BEGIN Records for this task

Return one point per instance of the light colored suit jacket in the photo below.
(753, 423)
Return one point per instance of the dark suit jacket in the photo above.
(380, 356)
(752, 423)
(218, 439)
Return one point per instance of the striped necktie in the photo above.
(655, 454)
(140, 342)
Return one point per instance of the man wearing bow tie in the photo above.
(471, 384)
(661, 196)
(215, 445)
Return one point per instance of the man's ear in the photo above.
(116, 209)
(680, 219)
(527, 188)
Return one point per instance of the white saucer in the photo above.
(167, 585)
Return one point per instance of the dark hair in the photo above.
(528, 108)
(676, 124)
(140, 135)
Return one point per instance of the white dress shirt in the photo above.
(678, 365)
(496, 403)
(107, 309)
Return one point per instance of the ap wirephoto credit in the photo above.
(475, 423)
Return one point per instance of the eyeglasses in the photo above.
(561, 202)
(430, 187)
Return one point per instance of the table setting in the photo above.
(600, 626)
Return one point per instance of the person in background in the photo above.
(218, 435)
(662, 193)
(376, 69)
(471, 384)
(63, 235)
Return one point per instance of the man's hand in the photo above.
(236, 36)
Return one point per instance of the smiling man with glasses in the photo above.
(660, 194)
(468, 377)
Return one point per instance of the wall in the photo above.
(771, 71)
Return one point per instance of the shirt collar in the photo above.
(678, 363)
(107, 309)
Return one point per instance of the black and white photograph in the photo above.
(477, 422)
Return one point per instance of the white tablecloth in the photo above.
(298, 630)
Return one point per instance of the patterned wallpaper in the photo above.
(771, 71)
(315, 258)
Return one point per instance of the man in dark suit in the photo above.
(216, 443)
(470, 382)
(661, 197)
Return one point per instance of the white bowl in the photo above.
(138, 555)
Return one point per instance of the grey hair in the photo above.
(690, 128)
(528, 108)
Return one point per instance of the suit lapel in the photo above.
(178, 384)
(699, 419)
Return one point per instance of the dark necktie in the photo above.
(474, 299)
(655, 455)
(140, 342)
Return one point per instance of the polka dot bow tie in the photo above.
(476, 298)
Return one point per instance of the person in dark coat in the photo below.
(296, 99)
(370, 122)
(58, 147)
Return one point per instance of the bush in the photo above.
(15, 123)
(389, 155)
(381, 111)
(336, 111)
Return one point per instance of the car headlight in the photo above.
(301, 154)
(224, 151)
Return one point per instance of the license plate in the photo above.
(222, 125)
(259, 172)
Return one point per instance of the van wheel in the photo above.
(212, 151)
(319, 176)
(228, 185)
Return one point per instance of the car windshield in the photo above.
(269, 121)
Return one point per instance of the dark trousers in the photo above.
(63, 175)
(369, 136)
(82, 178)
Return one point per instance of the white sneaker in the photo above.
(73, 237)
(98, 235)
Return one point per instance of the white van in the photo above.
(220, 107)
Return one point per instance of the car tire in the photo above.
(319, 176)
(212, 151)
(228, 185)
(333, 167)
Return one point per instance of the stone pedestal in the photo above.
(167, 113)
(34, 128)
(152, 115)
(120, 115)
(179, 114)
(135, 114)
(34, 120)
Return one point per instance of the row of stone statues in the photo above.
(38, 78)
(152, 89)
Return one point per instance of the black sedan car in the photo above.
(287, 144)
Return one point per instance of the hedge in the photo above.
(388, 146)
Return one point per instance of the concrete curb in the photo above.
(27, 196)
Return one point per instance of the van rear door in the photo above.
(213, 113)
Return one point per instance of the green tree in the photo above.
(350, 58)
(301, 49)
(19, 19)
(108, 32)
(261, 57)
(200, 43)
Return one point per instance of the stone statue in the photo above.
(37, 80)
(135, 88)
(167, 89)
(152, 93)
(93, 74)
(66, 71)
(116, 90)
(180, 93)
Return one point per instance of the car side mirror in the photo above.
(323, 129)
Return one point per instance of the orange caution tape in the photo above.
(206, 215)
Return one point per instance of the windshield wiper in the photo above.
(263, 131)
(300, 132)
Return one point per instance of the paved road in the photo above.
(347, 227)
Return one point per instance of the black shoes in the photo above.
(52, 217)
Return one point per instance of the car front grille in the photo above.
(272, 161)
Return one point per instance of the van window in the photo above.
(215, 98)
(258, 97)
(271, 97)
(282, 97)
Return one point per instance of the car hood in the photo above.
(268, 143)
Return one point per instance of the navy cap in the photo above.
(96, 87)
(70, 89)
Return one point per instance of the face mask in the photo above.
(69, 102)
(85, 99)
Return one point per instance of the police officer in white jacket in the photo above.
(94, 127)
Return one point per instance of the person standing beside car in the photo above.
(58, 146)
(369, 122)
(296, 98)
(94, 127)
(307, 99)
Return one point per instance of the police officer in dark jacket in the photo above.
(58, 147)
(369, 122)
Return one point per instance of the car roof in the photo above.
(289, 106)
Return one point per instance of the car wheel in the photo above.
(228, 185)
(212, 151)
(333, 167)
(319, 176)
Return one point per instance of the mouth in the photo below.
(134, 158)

END Records for this task

#### Task details
Restate the data above word for word.

#### Output for this exercise
Return one point per instance of the light colored suit jacket in the photo below.
(753, 423)
Return one point per instance of the dark suit jacket in the photo above.
(380, 356)
(752, 423)
(218, 439)
Return one point per instance of the striped necktie in the photo above.
(655, 454)
(140, 342)
Return one point per instance of the man wearing bow tie in the photo above.
(471, 384)
(661, 196)
(215, 445)
Return one point per instance of the man's ear in the photo above.
(116, 209)
(680, 219)
(527, 188)
Return one point per instance of the white saucer in the photo above.
(167, 585)
Return one point per instance of the dark hair in the photo above.
(528, 108)
(676, 124)
(140, 135)
Return one point per instance of the white dress shirt in the photo above.
(678, 365)
(496, 403)
(107, 309)
Return one point per instance of the ap wirephoto credit in the photo above.
(475, 423)
Return one point per instance of the eyeglasses in the photo above.
(561, 202)
(430, 187)
Return one point per instance of the table setting in the photo above.
(600, 626)
Return one point per instance of the person in background in the photo above.
(218, 435)
(662, 193)
(376, 69)
(471, 384)
(63, 235)
Return one point per instance of the man's hand in the photo above.
(236, 36)
Return one point per instance of the smiling man with glasses in the photo above.
(660, 194)
(468, 377)
Return one point per instance of the wall in the photo above.
(771, 71)
Return one point per instance of the shirt collar in the photo above.
(678, 363)
(107, 309)
Return one point per instance of the black and white photograph in the photo above.
(477, 422)
Return one point per instance of the white tablecloth in the photo above.
(298, 630)
Return one point per instance of the patterned wallpaper in the photo above.
(771, 71)
(315, 258)
Return one point per instance of the man in dark suit in the photo above.
(216, 443)
(470, 382)
(661, 197)
Return one point per instance of the white bowl in the photo above.
(138, 555)
Return one point per instance of the grey hair in the photo above.
(690, 128)
(528, 108)
Return one point per instance of the suit lapel in the photo above.
(178, 384)
(699, 419)
Return one point per instance of the dark necktie in the photo above.
(474, 299)
(655, 455)
(140, 342)
Return one point per instance of the polka dot bow tie in the photo above.
(476, 298)
Return one point per instance of the person in dark coat in the photo below.
(296, 99)
(370, 122)
(58, 147)
Return one point per instance of the bush in the photo above.
(15, 123)
(389, 155)
(381, 111)
(336, 111)
Return one point per instance of the car headlight in the photo above.
(301, 154)
(224, 151)
Return one point per instance of the license plate in the photo above.
(222, 125)
(259, 172)
Return one point per instance of the van wheel in the photo above.
(212, 151)
(319, 176)
(228, 185)
Return one point per instance of the car windshield in the photo above.
(269, 121)
Return one point per instance of the dark trousers in the photo above.
(63, 175)
(369, 136)
(82, 178)
Return one point per instance of the white sneaker in the photo above.
(73, 237)
(98, 235)
Return one point per instance of the white van in the photo above.
(220, 107)
Return one point per instance of the car tire in the photo above.
(319, 176)
(212, 151)
(228, 185)
(333, 167)
Return one point per instance of the stone pedestal in the photo above.
(167, 113)
(34, 128)
(152, 115)
(120, 115)
(179, 114)
(135, 114)
(34, 120)
Return one point per instance of the row of stone statues in the photo above.
(38, 78)
(152, 89)
Return one point per instance of the black sedan car in the photo above.
(287, 144)
Return one point per instance of the hedge in the photo above.
(388, 146)
Return one point per instance of the concrete curb in the photo above.
(27, 196)
Return one point per instance of the van rear door in the photo above.
(213, 113)
Return one point per instance of the green tree in the photo above.
(350, 58)
(301, 49)
(19, 19)
(108, 32)
(261, 57)
(200, 43)
Return one point per instance of the stone statue in the photo above.
(37, 80)
(135, 88)
(167, 89)
(152, 93)
(93, 74)
(66, 71)
(116, 90)
(180, 93)
Return one point per instance of the car side mirror in the photo above.
(323, 129)
Return one point per instance of the orange caution tape in the photo above.
(206, 215)
Return one point per instance of the windshield wiper in the photo above.
(263, 131)
(300, 132)
Return one point per instance of the paved road in the photo above.
(347, 227)
Return one point per instance of the black shoes in the photo above.
(52, 217)
Return one point per instance of the car front grille in the photo above.
(272, 161)
Return one point per instance of the van window in the photo above.
(215, 98)
(258, 97)
(271, 97)
(282, 97)
Return one point per instance of the car hood in the photo above.
(268, 143)
Return one point per instance of the navy cap in the photo above.
(96, 87)
(70, 89)
Return one point per instance of the face mask in the photo above.
(69, 102)
(85, 99)
Return one point per instance of the police officer in white jacket in the photo above.
(94, 127)
Return one point per instance of the person standing beside car in the photo above.
(58, 146)
(369, 122)
(296, 98)
(94, 127)
(307, 99)
Return one point per instance of the police officer in dark jacket in the photo above.
(58, 147)
(369, 122)
Return one point per instance of the car roof in the photo above.
(289, 106)
Return one point per instance of the car wheel in the photo above.
(228, 185)
(212, 151)
(333, 167)
(319, 176)
Return one point per instance of the mouth in the photo below.
(134, 158)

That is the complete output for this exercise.